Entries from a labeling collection
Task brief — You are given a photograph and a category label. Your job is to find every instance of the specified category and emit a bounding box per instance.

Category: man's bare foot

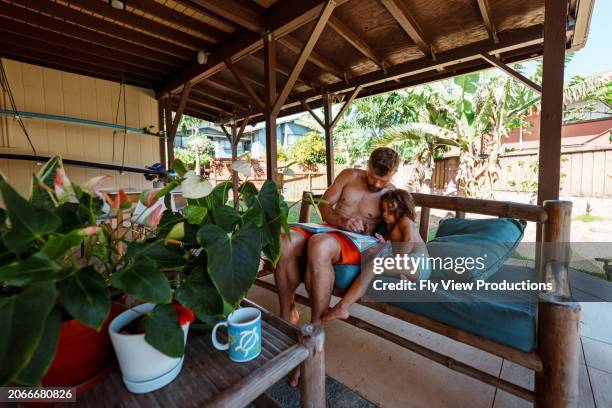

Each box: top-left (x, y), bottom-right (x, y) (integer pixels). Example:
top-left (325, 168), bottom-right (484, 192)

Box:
top-left (287, 304), bottom-right (300, 325)
top-left (321, 301), bottom-right (351, 322)
top-left (289, 367), bottom-right (300, 388)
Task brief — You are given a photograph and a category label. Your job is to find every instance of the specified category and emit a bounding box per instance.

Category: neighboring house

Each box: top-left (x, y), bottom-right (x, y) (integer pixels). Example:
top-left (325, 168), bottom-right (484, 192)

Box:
top-left (174, 122), bottom-right (251, 159)
top-left (174, 114), bottom-right (316, 159)
top-left (244, 113), bottom-right (317, 158)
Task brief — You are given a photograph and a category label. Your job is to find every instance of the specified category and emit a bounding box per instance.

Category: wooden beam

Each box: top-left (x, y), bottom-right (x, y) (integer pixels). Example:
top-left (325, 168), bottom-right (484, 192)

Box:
top-left (128, 0), bottom-right (229, 42)
top-left (330, 86), bottom-right (361, 129)
top-left (225, 60), bottom-right (264, 110)
top-left (323, 93), bottom-right (334, 187)
top-left (329, 16), bottom-right (390, 68)
top-left (302, 101), bottom-right (325, 129)
top-left (480, 53), bottom-right (542, 93)
top-left (538, 0), bottom-right (567, 205)
top-left (264, 34), bottom-right (278, 182)
top-left (272, 0), bottom-right (336, 116)
top-left (10, 0), bottom-right (195, 60)
top-left (2, 3), bottom-right (183, 68)
top-left (278, 34), bottom-right (345, 80)
top-left (191, 0), bottom-right (265, 33)
top-left (156, 0), bottom-right (348, 98)
top-left (168, 82), bottom-right (191, 142)
top-left (478, 0), bottom-right (499, 43)
top-left (70, 0), bottom-right (214, 51)
top-left (380, 0), bottom-right (434, 57)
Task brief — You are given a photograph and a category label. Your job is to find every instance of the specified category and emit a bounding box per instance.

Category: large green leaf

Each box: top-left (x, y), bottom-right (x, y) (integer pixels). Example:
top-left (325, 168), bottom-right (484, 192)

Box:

### Brief
Copy the listing word for word from its first line through the line that contains "top-left (244, 113), bottom-right (317, 158)", including that line. Leave the pictures out.

### Result for this exercise
Task brief — You are given a photograph and a category label. Your job is to find every instance of the specified category and emit a bounding box per instance.

Category: man's bare foot


Each box: top-left (x, y), bottom-right (x, y) (integer pixels). Example:
top-left (325, 168), bottom-right (484, 192)

Box:
top-left (287, 304), bottom-right (300, 325)
top-left (321, 301), bottom-right (351, 322)
top-left (289, 367), bottom-right (300, 388)
Task brief — You are given a photograph and a category label. Your job is to find every instance of the specified category and emit a bounding box per instance.

Category: neighboring house

Each box: top-left (x, y), bottom-right (x, y) (integer pixels). Example:
top-left (325, 168), bottom-right (484, 192)

Box:
top-left (174, 122), bottom-right (251, 159)
top-left (174, 114), bottom-right (316, 159)
top-left (244, 113), bottom-right (317, 158)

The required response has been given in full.